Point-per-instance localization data

..............................

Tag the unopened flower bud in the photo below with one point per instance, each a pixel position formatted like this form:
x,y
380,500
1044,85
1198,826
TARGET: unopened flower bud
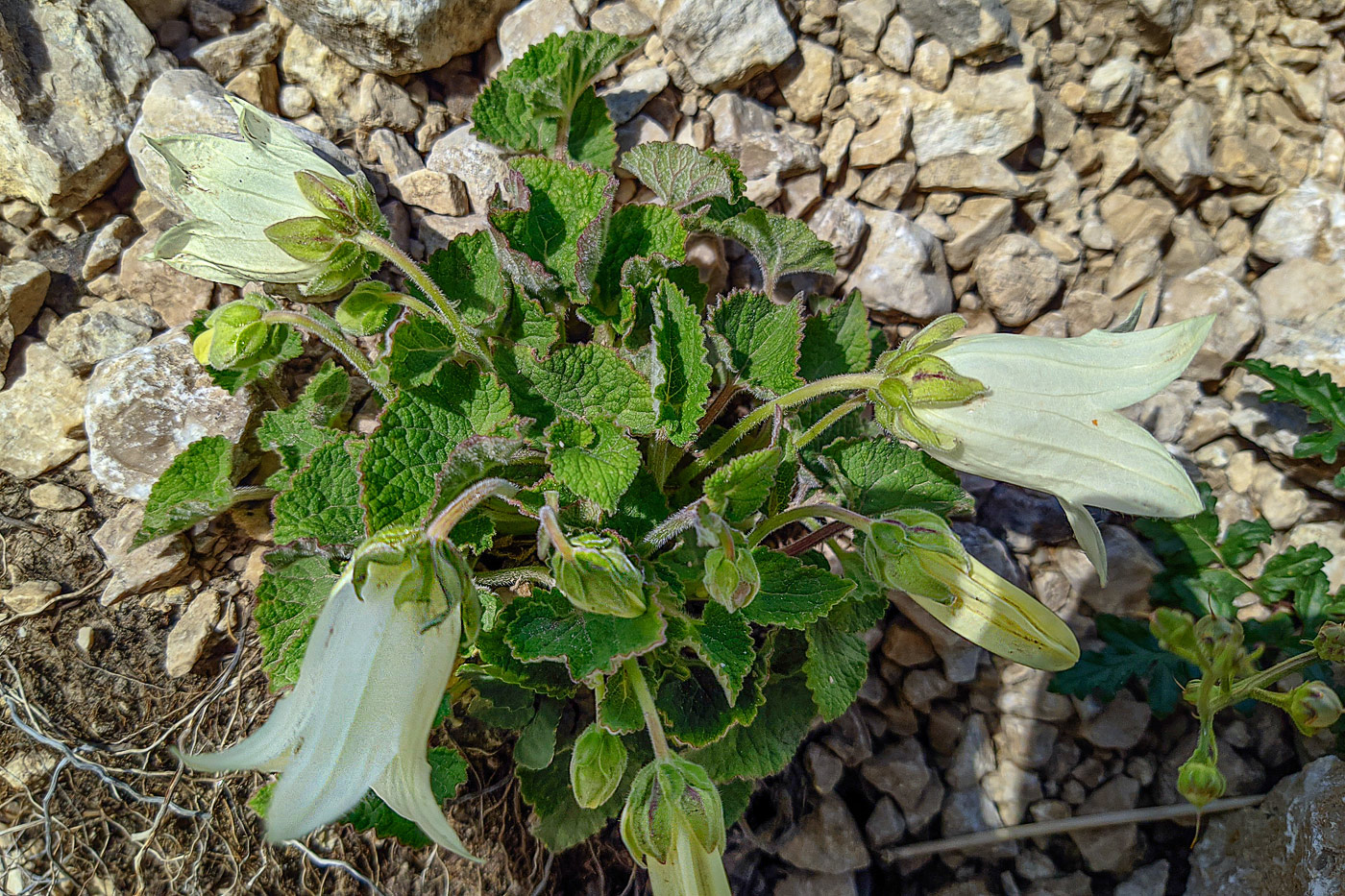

..............................

WHAT NEEDS TO BE DONE:
The response consists of the lines above that contain "flower".

SOLUTION:
Tag the unopened flower bud in the photo below with one point per instance, each a pixel position formatted like this form:
TARGET: unopened flower bud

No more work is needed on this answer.